> **What you will do**
Report how many of the lines below contain the string "tree", and give only that number. Case counts.

___ The input ___

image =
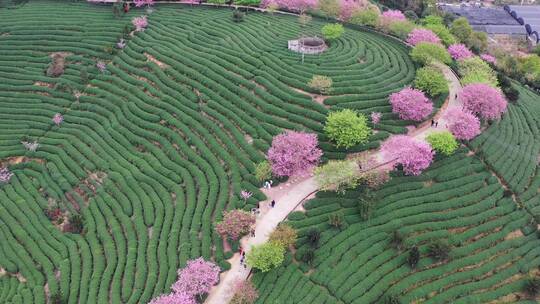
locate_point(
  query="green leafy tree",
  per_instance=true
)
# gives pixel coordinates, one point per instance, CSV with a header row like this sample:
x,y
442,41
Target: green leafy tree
x,y
431,80
443,142
266,256
337,175
531,286
414,257
397,240
461,29
263,171
333,31
443,32
347,128
369,17
330,8
476,70
478,42
322,84
425,53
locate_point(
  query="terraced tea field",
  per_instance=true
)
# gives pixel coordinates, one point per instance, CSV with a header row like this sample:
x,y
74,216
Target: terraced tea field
x,y
512,149
153,149
462,199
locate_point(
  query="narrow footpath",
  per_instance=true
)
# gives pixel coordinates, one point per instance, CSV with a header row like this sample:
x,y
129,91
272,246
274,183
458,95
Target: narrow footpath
x,y
289,196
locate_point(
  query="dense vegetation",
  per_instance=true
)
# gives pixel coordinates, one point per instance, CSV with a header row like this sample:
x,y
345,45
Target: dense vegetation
x,y
160,133
457,204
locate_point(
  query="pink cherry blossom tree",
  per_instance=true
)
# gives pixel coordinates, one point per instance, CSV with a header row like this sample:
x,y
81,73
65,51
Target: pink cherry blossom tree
x,y
413,154
463,125
293,153
376,117
483,100
419,35
235,224
174,298
411,104
489,58
459,51
393,15
140,23
5,175
196,278
58,119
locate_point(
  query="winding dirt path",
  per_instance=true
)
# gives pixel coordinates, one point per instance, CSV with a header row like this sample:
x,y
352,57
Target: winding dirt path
x,y
289,196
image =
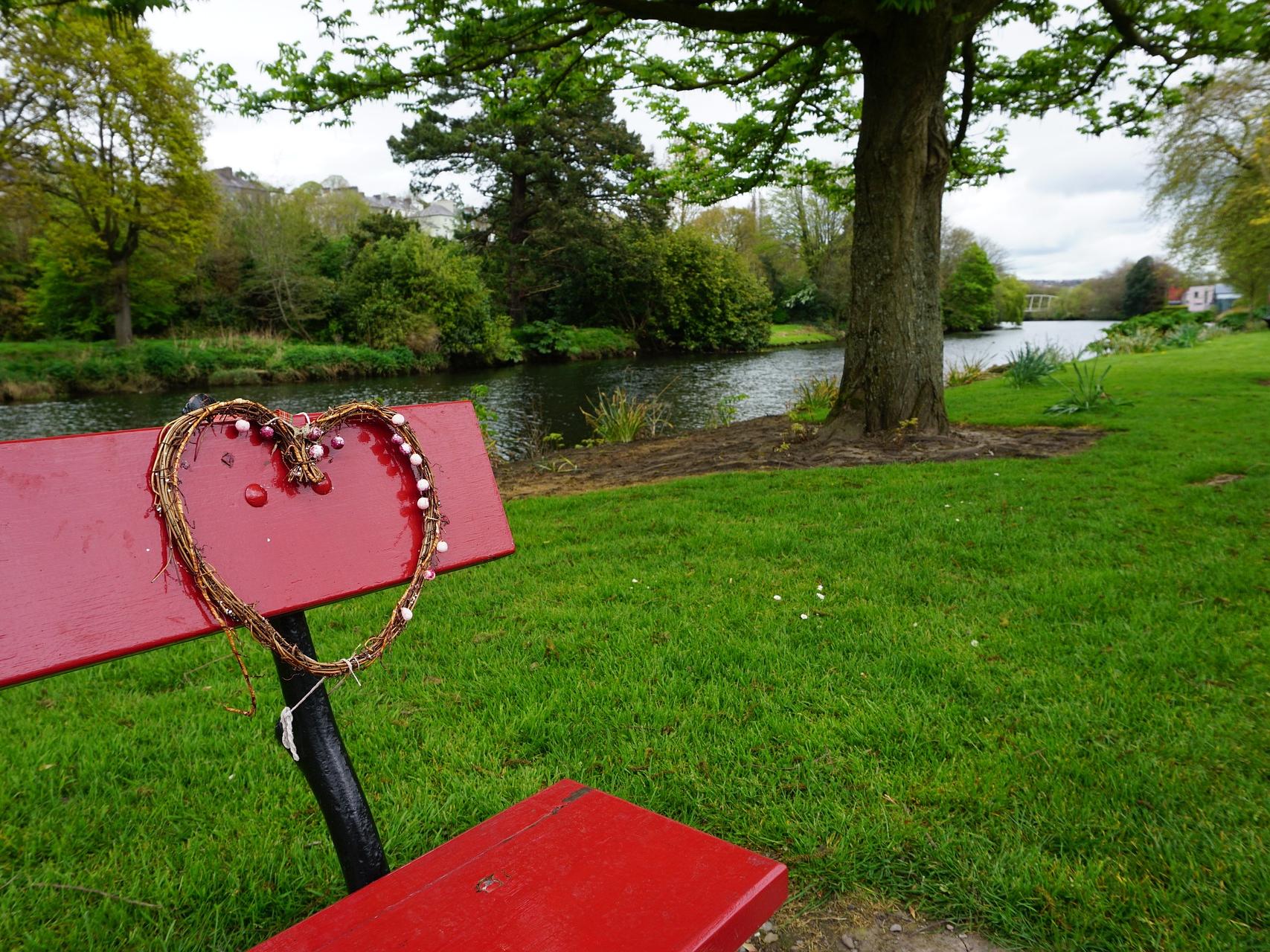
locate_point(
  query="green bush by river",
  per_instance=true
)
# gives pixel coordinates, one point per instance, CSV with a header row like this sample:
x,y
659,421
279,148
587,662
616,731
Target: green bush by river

___

> **Finished answer**
4